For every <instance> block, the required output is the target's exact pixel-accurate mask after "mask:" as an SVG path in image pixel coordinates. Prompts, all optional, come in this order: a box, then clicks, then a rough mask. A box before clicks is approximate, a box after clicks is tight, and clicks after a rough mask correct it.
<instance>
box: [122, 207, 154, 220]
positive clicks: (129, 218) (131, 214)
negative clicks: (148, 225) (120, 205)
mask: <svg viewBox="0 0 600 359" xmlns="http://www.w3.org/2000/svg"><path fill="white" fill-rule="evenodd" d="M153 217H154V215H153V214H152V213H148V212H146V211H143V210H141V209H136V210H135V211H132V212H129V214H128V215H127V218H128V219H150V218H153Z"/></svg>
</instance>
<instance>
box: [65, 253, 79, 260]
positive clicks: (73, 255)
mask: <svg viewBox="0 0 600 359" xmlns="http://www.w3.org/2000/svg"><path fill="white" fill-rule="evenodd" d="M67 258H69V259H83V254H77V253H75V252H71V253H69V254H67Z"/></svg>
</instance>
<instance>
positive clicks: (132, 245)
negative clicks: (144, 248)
○ ○ ○ ○ ○ ○ ○
> _ZIEL DER AUFGABE_:
Überführe die Zeilen oben vom Anfang bis einschließlich der Zeile mit „positive clicks: (129, 218) (131, 214)“ in eine nummerierte Liste. Leerzeilen entfallen.

> _ANTWORT UNTEN_:
1. For every <instance> block, the required output is the target's exact pixel-accurate mask after "mask:" as an SVG path in image pixel coordinates. Prompts, all optional, come in this order: a box, then clicks, then a rough mask. A box before clicks is approximate, a box after clicks is tight, and clicks after a rough mask correct it.
2. <instance>
3. box: [122, 207, 154, 220]
4. positive clicks: (129, 218) (131, 214)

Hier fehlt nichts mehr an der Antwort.